What is needed:
Copy the items below word for word, beginning at the line that contains "Point out every instance of the stanchion" and stopping after the line that contains "(1365, 614)".

Data section:
<<<<
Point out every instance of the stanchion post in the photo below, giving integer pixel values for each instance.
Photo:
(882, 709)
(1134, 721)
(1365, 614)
>>>>
<<<<
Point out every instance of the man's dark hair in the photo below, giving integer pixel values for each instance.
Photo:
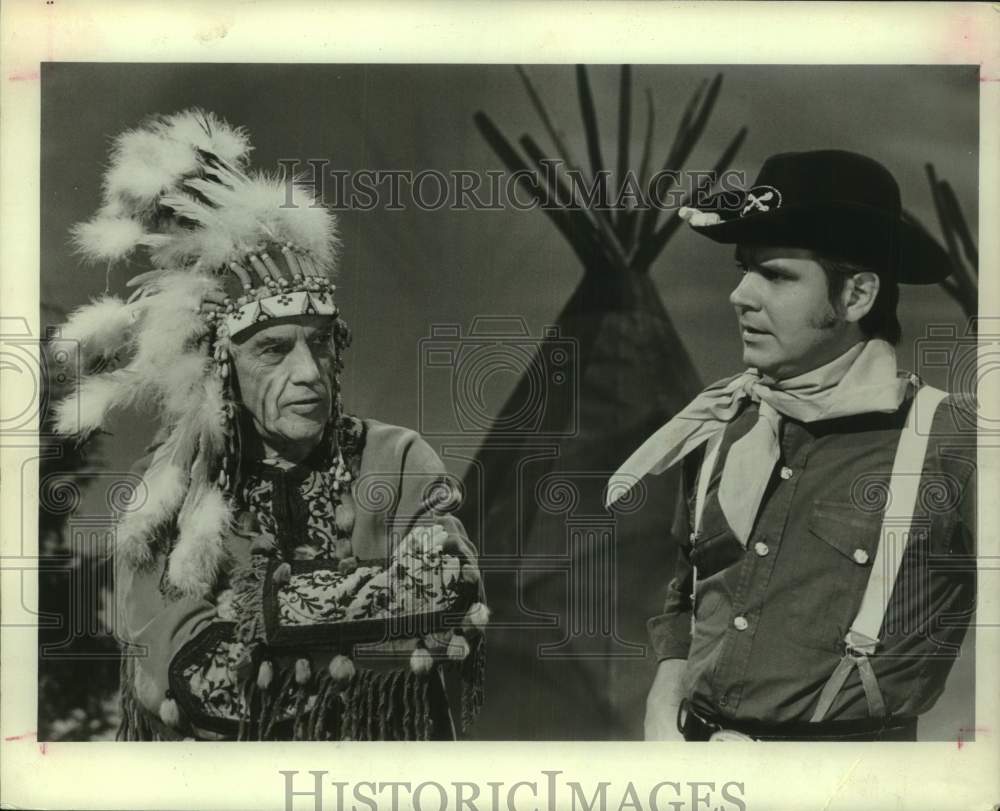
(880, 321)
>>>>
Result of this exercise:
Point out every instance of the stanchion post in the photo below, giving integer pixel values for each instance.
Photo:
(882, 709)
(1134, 721)
(1365, 614)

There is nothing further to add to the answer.